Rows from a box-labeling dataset
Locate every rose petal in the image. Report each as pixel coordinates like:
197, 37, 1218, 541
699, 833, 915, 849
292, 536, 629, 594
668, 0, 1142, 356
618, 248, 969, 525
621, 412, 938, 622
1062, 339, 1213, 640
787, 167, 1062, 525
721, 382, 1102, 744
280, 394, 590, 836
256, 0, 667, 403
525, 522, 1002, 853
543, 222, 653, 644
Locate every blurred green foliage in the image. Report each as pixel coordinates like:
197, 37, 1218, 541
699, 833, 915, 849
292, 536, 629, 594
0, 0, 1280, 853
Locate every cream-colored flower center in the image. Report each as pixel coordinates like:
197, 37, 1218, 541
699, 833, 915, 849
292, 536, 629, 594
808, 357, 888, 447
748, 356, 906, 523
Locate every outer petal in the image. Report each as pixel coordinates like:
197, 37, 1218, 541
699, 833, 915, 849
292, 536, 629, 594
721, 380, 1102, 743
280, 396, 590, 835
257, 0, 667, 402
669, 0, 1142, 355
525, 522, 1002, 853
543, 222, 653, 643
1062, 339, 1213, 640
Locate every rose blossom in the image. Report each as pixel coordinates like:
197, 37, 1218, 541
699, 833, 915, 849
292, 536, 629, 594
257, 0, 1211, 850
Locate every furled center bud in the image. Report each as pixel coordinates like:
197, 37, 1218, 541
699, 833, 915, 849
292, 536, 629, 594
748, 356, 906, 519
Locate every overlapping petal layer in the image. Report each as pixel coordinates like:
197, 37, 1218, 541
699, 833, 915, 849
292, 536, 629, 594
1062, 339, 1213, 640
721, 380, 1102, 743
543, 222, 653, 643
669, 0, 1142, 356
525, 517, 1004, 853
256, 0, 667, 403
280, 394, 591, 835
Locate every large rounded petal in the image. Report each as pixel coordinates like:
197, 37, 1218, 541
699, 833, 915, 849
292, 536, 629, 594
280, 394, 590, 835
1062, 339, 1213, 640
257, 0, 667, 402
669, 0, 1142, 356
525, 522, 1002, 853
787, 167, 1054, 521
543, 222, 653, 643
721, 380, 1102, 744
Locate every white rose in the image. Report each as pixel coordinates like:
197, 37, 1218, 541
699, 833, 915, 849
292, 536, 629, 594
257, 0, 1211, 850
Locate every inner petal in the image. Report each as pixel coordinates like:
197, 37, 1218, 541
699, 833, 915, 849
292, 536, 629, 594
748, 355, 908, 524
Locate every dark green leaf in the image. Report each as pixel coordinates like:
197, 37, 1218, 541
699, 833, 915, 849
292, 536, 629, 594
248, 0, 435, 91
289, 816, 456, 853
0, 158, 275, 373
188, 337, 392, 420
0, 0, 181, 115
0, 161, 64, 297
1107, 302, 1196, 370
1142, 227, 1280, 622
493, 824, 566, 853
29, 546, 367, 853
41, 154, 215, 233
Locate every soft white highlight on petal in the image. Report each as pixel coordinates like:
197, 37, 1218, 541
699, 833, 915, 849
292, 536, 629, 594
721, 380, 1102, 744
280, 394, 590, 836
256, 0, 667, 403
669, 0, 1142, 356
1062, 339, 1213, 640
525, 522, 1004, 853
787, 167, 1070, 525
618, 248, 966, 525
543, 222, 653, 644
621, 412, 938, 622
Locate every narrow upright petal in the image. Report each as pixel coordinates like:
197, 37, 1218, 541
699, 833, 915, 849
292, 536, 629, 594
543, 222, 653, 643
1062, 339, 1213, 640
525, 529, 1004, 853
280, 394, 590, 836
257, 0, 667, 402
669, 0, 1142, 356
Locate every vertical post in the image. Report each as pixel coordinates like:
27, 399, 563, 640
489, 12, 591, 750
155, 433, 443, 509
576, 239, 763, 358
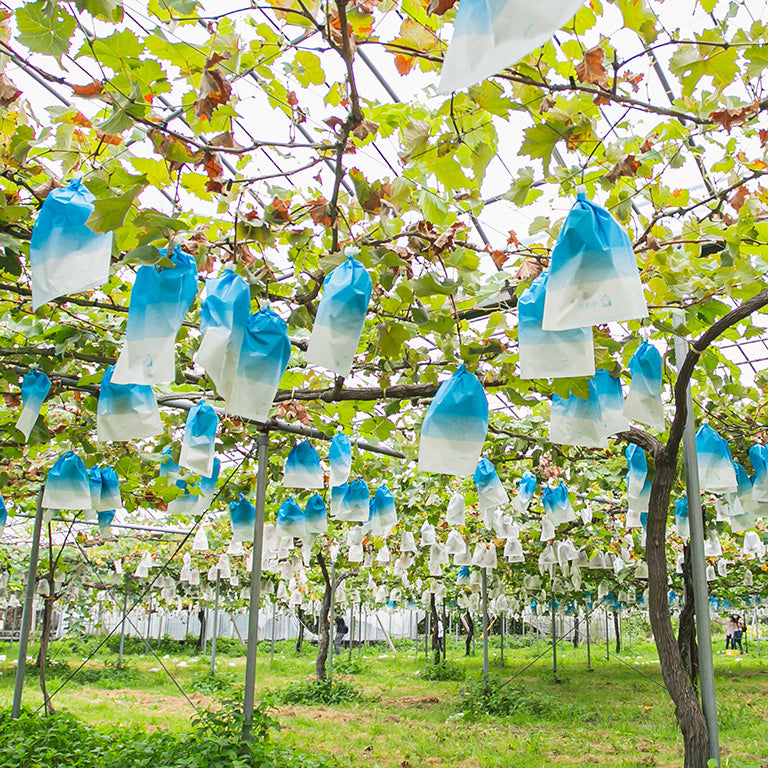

▶ **Problem to work on**: Rewrite the items starting at the line that contains "Locate every outer" and ending at the line that contains "748, 355, 908, 524", requests included, and reproduce only those lines. Increase every coordinate in the answers by 7, leaving the requests and their format samples unchanged.

▶ **Solution for this exercise**:
Locate every outer petal in the image. Report each as pixel coordinates like:
197, 37, 1218, 541
699, 833, 915, 849
292, 536, 629, 594
728, 387, 1109, 750
287, 403, 597, 842
264, 7, 674, 409
676, 7, 1149, 362
532, 529, 1009, 860
550, 229, 660, 650
1069, 346, 1220, 647
Locate every rose blossom in the image. Report each as pixel coordinates like:
197, 37, 1218, 541
699, 833, 915, 849
292, 536, 629, 594
264, 7, 1218, 857
Locate every furled center bud in the image. Report each as pixel coordinates like:
197, 37, 1218, 541
699, 833, 915, 849
292, 536, 629, 594
755, 363, 913, 526
Locate every overlapping petal layer in the image. Report each as pixel coordinates like:
197, 37, 1218, 541
699, 833, 915, 849
292, 536, 629, 594
1069, 346, 1220, 647
728, 387, 1109, 750
550, 229, 660, 650
676, 7, 1149, 363
532, 524, 1011, 860
263, 7, 674, 410
287, 401, 598, 842
Locate every large rounded petal in the image. Report each as pixel coordinates like:
197, 37, 1218, 541
699, 833, 915, 849
292, 536, 629, 594
287, 401, 597, 842
1069, 346, 1220, 647
264, 7, 674, 409
676, 7, 1149, 363
532, 529, 1009, 860
794, 174, 1061, 528
550, 229, 660, 650
728, 387, 1109, 751
Locate every white rose in the image. Report each as pixel coordinates like:
197, 37, 1218, 541
699, 833, 915, 849
292, 536, 629, 594
264, 7, 1218, 857
Locate every inner petal in the image. Report each as pixel coordinates like:
197, 37, 1218, 541
699, 833, 915, 849
292, 536, 629, 594
755, 362, 915, 531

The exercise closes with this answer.